Du fragment au montage : un voyage urbain
J’ai seulement fait ici un amas de fleurs étrangères, n’y ayant fourni du mien que le filet à les lier.
Contrepoint
Les énoncés globalisants tels qu’en proposent la communication, et plus précisément le marketing – dont le terme globalisant phare est de considérer que tout peut être une “marque” – ont imposé à tous et à tous les domaines les règles du format court et l’illusion de l’appréhension immédiate et consensuelle. Ainsi, l’on fait prendre non seulement les vessies pour des lanternes mais la formule lumineuse pour le réel. J’affirme, en contrepoint fragile :
- Mon goût pour le fragmentaire et le patient travail qui consiste en un montage partiel et partial de parcelles.
- L’intérêt de tentatives incessantes de rendre compte de l’illisibilité irréductible du réel et de conserver de lucides et “réelles distances” entre le monde et ses constructions ou représentations, aux fins d’en assurer la diversité durable.
- Me concentrer pour dire et rendre supportable un peu de l’éparpillement et du chaos fondamental plutôt que d’adhérer à la brutale évidence des emboitements qui seraient, de toute éternité, parfaitement huilés.
- Avoir la patience du jeu de construire l’assemblage de pièces, mentales ou matérielles.
L’urbanisme des formes composites et mobiles
L’attention aux fragments et aux montages parcellaires ne signifie pas un renoncement aux grandes formes, mais une distance critique par rapport aux cadres et aux normes préfixées. Je doute donc je regarde, m’attarde. J’ai conscience de ne pas tout voir, tout dire, tout englober ni tout affirmer.
Raconter les nœuds, le rugueux, les aspérités, ce qui résiste aux évidences plutôt que débiter une trame unique, construite sur une manière de catégoriser qui, une bonne fois pour toutes, aurait compris les phénomènes urbains.
L’expérience nous montre qu’il est intellectuellement extrêmement complexe de réussir à faire se comprendre puis à composes entre eux des systèmes de représentation différents des espaces conçus, construits et habités.
Ils convoquent en effet des champs disciplinaires, de formation comme d’exercice professionnel – soit aussi d’action- variés. Et pourtant, quelle richesse de créativité projectuelle collective est sans doute à la clé de cet exercice ! Tentons d’expliquer un peu plus cela.
De la planification au Do It Yourself (DIY)
Y a t-il évolution ou cohabitations de mondes étanches, ou bien, ce que fait le web à la ville serait-il à chercher autant dans les rues que dans les têtes ?
La profusion des outils numériques d’auto-production -entreprenariat, -promotion, formation questionnent le gouvernement public de la Cité.

▸ **CONSIGNES**
1. Dans le texte sur le voyage urbain, quel est le terme globalisant phare du marketing ?
2. Traduisez en anglais cette phrase du texte sur le voyage urbain : « Je doute donc je regarde, m’attarde. »
3. Reprenez le texte sur le voyage urbain et poursuivez-le à partir de sa dernière phrase.

▸ **Entrées du jeu de données**
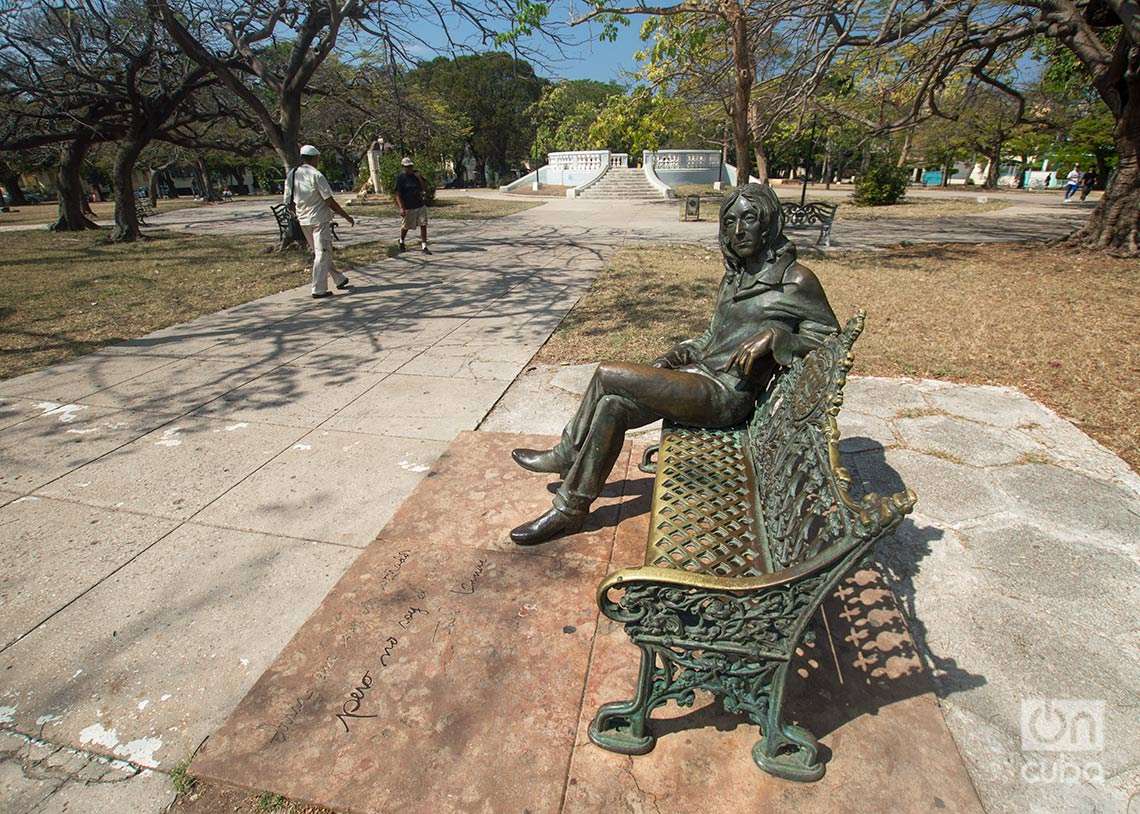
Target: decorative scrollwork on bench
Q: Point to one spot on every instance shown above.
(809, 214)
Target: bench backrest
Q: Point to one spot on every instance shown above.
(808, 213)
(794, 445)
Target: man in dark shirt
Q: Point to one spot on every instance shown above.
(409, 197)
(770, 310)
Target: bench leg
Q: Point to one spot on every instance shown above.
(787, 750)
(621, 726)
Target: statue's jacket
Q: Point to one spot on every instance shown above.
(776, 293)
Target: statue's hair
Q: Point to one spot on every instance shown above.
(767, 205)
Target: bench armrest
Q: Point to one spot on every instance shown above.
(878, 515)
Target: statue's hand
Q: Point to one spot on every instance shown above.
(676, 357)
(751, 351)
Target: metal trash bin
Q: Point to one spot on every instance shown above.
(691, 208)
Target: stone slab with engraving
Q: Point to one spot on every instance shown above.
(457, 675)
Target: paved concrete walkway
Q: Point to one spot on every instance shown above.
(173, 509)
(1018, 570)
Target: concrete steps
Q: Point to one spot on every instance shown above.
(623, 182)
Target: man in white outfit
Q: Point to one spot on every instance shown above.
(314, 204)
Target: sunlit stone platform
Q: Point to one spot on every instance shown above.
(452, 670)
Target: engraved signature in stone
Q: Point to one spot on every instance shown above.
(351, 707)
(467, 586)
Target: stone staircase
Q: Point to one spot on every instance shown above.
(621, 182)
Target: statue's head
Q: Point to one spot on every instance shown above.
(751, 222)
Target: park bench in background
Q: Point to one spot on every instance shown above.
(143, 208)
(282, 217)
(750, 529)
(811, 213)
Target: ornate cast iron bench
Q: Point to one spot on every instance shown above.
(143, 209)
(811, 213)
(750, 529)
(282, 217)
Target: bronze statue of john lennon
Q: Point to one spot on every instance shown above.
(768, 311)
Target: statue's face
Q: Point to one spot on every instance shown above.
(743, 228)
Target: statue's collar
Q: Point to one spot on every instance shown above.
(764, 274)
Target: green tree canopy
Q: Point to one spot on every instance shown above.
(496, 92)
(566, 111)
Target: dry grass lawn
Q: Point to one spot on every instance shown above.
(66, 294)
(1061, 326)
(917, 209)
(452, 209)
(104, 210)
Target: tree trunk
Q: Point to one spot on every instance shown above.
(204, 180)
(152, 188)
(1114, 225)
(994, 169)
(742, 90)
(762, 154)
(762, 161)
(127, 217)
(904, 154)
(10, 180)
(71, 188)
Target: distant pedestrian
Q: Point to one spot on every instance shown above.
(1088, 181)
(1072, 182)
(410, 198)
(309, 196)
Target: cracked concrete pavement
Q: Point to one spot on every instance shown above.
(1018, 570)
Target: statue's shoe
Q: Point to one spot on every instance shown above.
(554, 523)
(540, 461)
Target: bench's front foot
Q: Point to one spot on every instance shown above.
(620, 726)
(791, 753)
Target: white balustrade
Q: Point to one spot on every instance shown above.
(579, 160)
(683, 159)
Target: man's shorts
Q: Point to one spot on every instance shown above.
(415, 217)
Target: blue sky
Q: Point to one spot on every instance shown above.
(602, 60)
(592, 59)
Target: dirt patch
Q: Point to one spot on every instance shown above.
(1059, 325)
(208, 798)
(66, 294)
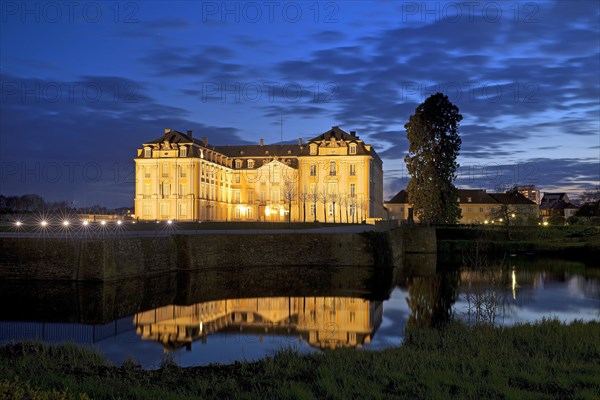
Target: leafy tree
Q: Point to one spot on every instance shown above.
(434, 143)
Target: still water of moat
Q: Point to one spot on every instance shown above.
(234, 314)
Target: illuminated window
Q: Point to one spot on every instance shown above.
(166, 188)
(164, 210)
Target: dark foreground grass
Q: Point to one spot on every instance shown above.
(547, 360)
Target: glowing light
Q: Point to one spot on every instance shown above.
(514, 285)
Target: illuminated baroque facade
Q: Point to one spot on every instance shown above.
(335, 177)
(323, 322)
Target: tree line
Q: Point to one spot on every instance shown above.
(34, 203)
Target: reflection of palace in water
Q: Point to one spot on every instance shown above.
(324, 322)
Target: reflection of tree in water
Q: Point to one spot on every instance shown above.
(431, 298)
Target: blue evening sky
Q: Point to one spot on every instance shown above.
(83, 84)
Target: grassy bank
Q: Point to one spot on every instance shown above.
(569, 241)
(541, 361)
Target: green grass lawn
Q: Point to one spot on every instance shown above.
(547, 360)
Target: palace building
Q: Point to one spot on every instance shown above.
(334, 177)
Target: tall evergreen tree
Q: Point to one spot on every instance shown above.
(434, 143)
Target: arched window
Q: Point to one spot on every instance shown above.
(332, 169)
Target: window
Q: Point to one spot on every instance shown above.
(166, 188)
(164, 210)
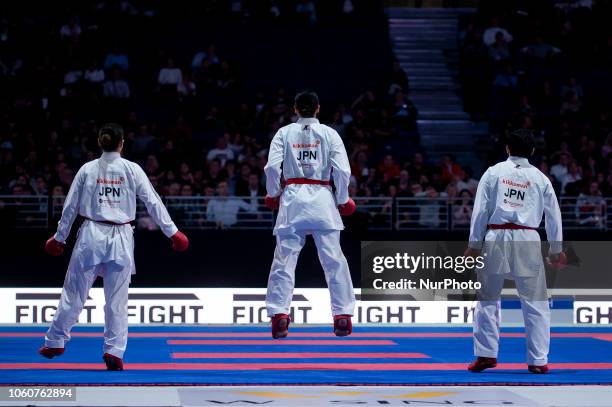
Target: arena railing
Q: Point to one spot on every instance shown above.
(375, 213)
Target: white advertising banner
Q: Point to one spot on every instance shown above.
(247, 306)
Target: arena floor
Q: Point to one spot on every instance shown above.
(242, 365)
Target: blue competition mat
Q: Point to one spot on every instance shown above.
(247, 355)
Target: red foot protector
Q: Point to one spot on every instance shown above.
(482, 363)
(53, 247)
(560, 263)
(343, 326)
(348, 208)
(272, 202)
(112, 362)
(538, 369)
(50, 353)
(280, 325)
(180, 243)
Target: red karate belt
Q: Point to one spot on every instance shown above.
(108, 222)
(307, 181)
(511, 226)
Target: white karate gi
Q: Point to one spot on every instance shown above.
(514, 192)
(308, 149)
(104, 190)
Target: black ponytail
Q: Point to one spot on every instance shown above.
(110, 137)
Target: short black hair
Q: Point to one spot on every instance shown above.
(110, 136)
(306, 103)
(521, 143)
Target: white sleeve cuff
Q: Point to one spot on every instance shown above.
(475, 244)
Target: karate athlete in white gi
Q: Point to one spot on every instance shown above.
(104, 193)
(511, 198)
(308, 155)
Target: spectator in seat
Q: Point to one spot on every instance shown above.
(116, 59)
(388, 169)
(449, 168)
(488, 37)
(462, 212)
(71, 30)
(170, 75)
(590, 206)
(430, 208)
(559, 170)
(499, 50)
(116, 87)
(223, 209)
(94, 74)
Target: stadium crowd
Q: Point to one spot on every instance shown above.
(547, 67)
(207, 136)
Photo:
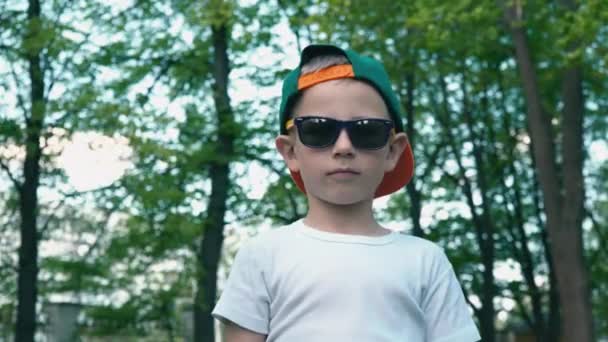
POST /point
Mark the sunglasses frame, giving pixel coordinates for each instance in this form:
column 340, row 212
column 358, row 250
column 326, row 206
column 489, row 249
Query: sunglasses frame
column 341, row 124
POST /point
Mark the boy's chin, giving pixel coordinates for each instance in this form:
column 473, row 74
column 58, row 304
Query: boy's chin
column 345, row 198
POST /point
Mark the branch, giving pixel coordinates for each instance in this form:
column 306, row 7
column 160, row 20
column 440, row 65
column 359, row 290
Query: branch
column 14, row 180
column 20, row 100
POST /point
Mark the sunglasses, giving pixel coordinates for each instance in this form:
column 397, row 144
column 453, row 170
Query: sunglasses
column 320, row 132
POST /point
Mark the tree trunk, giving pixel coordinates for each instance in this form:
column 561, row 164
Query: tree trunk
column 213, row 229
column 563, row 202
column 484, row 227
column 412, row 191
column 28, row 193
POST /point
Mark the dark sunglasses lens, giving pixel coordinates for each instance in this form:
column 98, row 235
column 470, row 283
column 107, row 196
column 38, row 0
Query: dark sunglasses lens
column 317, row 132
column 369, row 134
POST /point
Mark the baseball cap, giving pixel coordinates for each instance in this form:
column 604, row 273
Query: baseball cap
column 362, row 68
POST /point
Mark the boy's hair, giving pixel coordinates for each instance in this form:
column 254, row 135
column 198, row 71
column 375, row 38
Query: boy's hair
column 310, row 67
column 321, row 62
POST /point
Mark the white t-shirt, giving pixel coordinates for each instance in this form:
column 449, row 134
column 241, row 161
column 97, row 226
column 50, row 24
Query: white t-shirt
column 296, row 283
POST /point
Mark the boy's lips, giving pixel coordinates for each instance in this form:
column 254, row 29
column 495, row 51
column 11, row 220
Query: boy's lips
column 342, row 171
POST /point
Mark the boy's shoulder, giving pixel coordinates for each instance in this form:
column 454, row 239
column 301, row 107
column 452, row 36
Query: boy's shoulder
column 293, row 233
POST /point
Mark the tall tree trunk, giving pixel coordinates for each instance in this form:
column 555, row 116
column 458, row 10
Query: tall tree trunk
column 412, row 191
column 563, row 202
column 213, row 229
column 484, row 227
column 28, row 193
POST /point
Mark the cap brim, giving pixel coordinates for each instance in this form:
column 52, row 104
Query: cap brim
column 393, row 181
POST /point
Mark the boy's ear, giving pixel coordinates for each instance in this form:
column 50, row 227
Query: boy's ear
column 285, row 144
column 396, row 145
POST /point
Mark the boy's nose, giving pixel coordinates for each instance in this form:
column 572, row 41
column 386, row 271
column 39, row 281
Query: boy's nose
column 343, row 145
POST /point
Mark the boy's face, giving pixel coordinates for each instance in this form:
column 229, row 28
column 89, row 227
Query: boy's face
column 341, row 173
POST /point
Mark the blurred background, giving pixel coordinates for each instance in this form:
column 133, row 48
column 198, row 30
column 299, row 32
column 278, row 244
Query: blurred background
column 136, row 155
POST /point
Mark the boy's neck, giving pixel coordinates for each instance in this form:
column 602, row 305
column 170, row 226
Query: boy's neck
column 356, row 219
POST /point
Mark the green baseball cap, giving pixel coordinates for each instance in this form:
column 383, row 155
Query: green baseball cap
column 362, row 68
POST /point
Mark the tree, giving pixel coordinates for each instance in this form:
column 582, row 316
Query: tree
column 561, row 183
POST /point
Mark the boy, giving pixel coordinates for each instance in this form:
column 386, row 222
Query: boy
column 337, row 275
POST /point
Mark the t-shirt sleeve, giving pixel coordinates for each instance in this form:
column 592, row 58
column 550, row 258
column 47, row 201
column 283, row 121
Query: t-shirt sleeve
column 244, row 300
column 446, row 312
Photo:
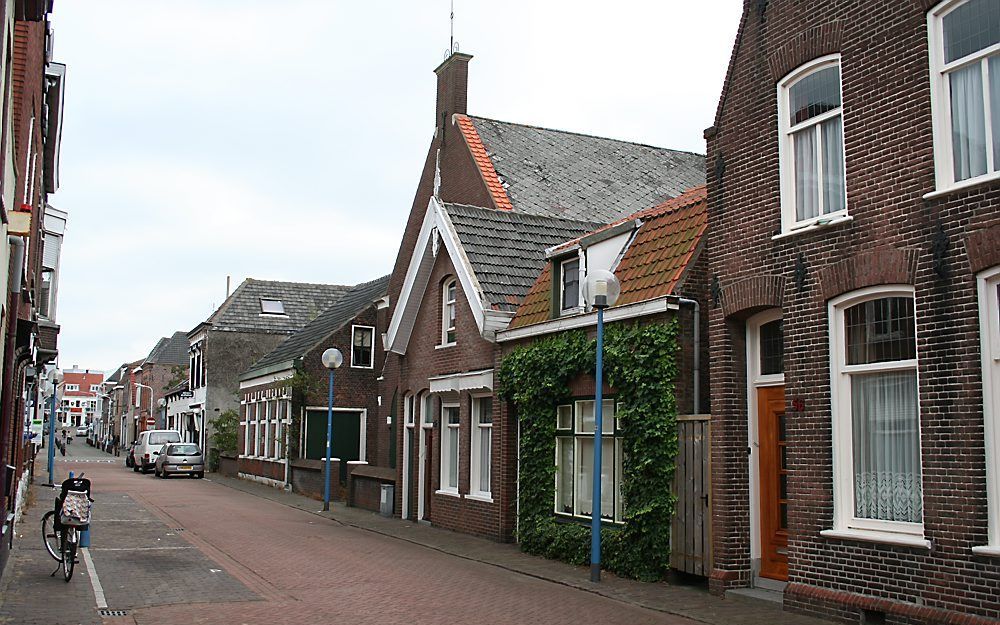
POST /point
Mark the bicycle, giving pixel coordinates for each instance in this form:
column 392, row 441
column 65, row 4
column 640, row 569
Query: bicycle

▸ **RÉSULTATS DE L'EXERCICE**
1. Considérer que tout peut être une « marque ».

2. I doubt, so I look, I linger.

3.
Nouvelles frontières, nouvelles divisions
Comment inciter à un travail de définition des besoins qui soit lié à une situation précise (ce qui veut dire, entre autres, de ne pas préjuger ce qu’elle a de singulier et de récurrent à d’autres situations ? Pour ce faire, il faur accepter de conduire (financer) une recherche patiente, méticuleuse d’observations pour comprendre ce qui est là précisément et renoncer à l’habituel copier-coller de cahier des charges. On pourrait ainsi, maîtrise d’ouvrage et assistant à maîtrise d’ouvrage oeuvrer à :
- Déplacer les lignes de fracture, qui sont parfois montagnes, entre conception et gestion pourraient bien être dès aujourd’hui une jolie occupation pour le “monde d’après”.
- Concevoir l’ingénierie comme itération et non une frontière, un séquençage fermé, de l’expression des problèmes à celle des besoins, compris comme les propositions de solutions aux problèmes énoncés.
- Eviter l’écueil du malade qui fait sa propre ordonnance. Pour cela, la description et la formulation des problèmes sont des tâches collectives et dialectiques à envisager par un travail à plusieurs regards et voix.
- Revenir sur le faux consensus du bien-fondé, pour l’analyse des situations urbaines, d’un empilement de compétences micro-spécialisées.
- Apprendre à capitaliser sur les trois domaines, de la connaissance, des débats et de l’action.
Territoire à chaleur ajoutée
Contrairement à ce qui est souvent affirmé, la difficulté ne me semble pas de passer de l’idée au projet, mais plutôt un défaut de déploiement de ressources pour mettre en face des projets, les moyens – c’est à dire sutout les compétences- que nécessitent leur conception. La difficulté récurrente est celle d’assembler, de composer (avec le composite des actions, des acteurs et des organisations) de nouvelles relations par l’action.